MATERIAL FOR THIS EXERCISE
/---
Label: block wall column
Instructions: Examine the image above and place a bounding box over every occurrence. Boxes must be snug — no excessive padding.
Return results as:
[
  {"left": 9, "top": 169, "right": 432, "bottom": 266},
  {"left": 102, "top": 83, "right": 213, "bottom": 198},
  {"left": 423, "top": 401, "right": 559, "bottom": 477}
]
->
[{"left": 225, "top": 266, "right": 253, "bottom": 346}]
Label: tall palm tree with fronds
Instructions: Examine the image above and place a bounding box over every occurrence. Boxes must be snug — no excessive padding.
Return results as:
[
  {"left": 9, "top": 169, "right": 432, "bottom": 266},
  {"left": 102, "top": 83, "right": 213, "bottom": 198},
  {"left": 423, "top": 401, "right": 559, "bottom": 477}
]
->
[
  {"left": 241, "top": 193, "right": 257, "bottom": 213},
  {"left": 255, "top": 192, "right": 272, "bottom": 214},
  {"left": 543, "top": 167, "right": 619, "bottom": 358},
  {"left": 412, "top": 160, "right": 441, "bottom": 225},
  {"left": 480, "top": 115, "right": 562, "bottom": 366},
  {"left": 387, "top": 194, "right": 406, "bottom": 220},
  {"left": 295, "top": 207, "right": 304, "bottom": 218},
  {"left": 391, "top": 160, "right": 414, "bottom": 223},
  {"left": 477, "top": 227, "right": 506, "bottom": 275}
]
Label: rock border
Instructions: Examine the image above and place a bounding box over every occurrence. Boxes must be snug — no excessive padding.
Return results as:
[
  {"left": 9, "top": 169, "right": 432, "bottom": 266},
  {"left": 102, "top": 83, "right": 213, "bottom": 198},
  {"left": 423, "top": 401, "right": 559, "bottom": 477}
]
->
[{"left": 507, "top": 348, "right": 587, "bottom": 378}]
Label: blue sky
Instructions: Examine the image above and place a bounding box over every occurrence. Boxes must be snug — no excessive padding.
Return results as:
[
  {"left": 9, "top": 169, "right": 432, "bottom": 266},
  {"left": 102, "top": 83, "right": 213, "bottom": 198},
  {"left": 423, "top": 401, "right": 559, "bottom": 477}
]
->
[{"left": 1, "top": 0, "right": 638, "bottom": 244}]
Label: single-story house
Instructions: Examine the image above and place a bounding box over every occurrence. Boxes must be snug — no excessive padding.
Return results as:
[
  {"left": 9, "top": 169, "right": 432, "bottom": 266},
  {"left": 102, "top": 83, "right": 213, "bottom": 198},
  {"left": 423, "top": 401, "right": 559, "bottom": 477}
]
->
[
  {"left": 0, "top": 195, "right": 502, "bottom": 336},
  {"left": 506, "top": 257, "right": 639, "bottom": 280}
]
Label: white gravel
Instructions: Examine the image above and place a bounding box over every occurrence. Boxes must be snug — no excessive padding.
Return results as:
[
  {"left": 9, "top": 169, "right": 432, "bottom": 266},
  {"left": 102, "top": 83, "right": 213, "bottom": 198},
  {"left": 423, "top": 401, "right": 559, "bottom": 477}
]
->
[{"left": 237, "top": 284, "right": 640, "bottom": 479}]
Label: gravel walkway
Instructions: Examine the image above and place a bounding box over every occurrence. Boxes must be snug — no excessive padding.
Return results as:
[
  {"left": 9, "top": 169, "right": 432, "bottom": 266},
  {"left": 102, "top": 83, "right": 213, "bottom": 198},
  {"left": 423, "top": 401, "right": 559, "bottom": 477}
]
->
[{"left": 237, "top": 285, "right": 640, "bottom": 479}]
\---
EXERCISE OBJECTIVE
Produce the material again exactly as it is shown above.

RESULT OF THIS EXERCISE
Label: block wall column
Instructions: Examine the image above and place a bounding box over every occurrence. Boxes must be snug — no excessive padding.
Return results as:
[
  {"left": 9, "top": 169, "right": 432, "bottom": 266},
  {"left": 102, "top": 83, "right": 213, "bottom": 198},
  {"left": 423, "top": 401, "right": 559, "bottom": 477}
]
->
[{"left": 225, "top": 266, "right": 253, "bottom": 346}]
Label: tall palm tree with fronds
Instructions: Examine the image above and place a bounding box over every occurrence. Boxes must be snug — no excessive padding.
Return results as:
[
  {"left": 9, "top": 169, "right": 432, "bottom": 266},
  {"left": 102, "top": 83, "right": 213, "bottom": 198},
  {"left": 423, "top": 401, "right": 559, "bottom": 477}
]
->
[
  {"left": 241, "top": 193, "right": 257, "bottom": 213},
  {"left": 255, "top": 192, "right": 272, "bottom": 214},
  {"left": 543, "top": 167, "right": 619, "bottom": 358},
  {"left": 412, "top": 160, "right": 441, "bottom": 225},
  {"left": 480, "top": 115, "right": 562, "bottom": 366},
  {"left": 387, "top": 194, "right": 406, "bottom": 220},
  {"left": 295, "top": 207, "right": 304, "bottom": 218},
  {"left": 391, "top": 160, "right": 414, "bottom": 223},
  {"left": 477, "top": 227, "right": 506, "bottom": 275}
]
Label: rock border
Instructions: Examine the image above and place a bounding box over every occurrence. Boxes must be snug — no excessive padding.
Return results as:
[
  {"left": 9, "top": 169, "right": 432, "bottom": 266},
  {"left": 102, "top": 83, "right": 213, "bottom": 198},
  {"left": 423, "top": 401, "right": 559, "bottom": 477}
]
->
[{"left": 507, "top": 348, "right": 587, "bottom": 378}]
Label: blue sky
Instructions: Examine the image above and place a bounding box over every occurrence. Boxes must be snug — no excessive padding.
Return results as:
[
  {"left": 9, "top": 169, "right": 432, "bottom": 266},
  {"left": 102, "top": 83, "right": 213, "bottom": 198},
  {"left": 423, "top": 401, "right": 559, "bottom": 477}
]
->
[{"left": 1, "top": 0, "right": 638, "bottom": 244}]
Label: single-story house
Instructions: Examine the image above and place a bounding box over every occurrence. Boxes must be snug — no excessive padding.
Return results as:
[
  {"left": 9, "top": 169, "right": 432, "bottom": 266},
  {"left": 102, "top": 83, "right": 213, "bottom": 198},
  {"left": 423, "top": 401, "right": 559, "bottom": 477}
]
->
[
  {"left": 0, "top": 195, "right": 502, "bottom": 336},
  {"left": 506, "top": 257, "right": 639, "bottom": 280}
]
Label: white gravel
Instructions: Examine the image above and place a bounding box over every occurrence. Boxes must be snug — no excessive padding.
Return results as:
[
  {"left": 9, "top": 169, "right": 432, "bottom": 266},
  {"left": 102, "top": 83, "right": 213, "bottom": 198},
  {"left": 423, "top": 401, "right": 559, "bottom": 477}
]
->
[{"left": 237, "top": 284, "right": 640, "bottom": 479}]
Label: gravel walkway
Instructions: Examine the image above and place a bounding box over every occurrence. Boxes must be snug — no excessive padding.
Return results as:
[
  {"left": 9, "top": 169, "right": 432, "bottom": 266},
  {"left": 102, "top": 83, "right": 213, "bottom": 198},
  {"left": 423, "top": 401, "right": 559, "bottom": 477}
]
->
[{"left": 237, "top": 285, "right": 640, "bottom": 479}]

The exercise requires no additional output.